6. You must have two methods, getMin() and getMax(), that return the smallest and the largest values currently in the min-max heap.

public T getMin() ; public T getMax() ;

These two methods should run in constant time. If the heap is empty, these methods should throw a NoSuchElementException exception.

7. You must have two methods, deleteMin() and deleteMax(), that remove and return the smallest and largest items, respectively:

public T deleteMin() ; public T deleteMax() ;

These two methods should run in O( log n ) time.

QHeap Requirements

Here are the requirements for your quartile heap class.

1. It must be in a package called mmheap.

2. The class must be declared as:

public class QHeap <T extends WorksWithMMHeap<T>>

3. You must implement a constructor with the signature:

public QHeap(T exemplar, int n) ;

4. You must implement a method insert() that adds an item to the quartile heap:

public void insert(T x) ;

The insert() method should run in O( log n ) time. Insertion of duplicate values is allowed. Duplicate entries should appear multiple times in the QHeap.

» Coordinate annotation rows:

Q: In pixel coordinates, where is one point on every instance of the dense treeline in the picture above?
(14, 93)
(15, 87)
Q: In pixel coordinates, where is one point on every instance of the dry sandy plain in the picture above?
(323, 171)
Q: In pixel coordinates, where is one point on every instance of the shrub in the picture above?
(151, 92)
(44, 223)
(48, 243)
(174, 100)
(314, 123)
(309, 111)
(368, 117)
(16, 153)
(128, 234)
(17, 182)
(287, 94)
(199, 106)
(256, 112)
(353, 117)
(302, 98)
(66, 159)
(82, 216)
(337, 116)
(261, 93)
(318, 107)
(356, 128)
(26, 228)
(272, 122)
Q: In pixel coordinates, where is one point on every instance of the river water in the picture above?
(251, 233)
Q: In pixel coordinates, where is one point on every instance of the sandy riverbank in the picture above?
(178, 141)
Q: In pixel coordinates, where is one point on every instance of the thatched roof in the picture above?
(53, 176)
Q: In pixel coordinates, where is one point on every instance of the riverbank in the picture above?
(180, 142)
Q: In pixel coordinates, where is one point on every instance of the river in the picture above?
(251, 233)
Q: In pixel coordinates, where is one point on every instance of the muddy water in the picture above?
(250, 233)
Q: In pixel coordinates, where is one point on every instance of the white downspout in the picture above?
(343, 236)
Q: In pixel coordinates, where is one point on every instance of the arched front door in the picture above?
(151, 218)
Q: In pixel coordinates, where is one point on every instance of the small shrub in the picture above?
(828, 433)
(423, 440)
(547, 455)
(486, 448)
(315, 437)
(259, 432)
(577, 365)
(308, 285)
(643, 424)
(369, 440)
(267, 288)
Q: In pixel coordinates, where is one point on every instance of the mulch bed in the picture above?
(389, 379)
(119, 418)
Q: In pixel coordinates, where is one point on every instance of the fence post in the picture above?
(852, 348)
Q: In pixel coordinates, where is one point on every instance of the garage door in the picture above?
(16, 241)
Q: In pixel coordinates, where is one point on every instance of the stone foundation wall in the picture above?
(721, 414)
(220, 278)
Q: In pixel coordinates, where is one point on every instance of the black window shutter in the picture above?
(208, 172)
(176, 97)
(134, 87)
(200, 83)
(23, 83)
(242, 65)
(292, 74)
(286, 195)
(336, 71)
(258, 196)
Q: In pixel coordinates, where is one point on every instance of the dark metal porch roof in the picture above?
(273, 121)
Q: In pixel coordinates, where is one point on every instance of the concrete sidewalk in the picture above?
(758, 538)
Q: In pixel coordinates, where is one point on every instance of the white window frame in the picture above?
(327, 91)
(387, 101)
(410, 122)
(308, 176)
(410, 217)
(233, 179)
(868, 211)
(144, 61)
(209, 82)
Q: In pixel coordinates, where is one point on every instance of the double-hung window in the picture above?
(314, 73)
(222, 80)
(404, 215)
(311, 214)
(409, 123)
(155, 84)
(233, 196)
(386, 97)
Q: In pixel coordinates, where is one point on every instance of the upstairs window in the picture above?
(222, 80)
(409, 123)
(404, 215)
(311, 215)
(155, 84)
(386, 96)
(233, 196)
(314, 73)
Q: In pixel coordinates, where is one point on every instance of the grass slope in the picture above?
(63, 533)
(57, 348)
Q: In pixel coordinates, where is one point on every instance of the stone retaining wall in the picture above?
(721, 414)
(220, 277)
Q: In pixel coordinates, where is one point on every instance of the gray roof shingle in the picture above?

» TASK GOAL: In the heap specification, what exception should getMin() and getMax() throw when the heap is empty? The rows have nothing to do with the heap specification.

» TASK OUTPUT: They should throw a NoSuchElementException.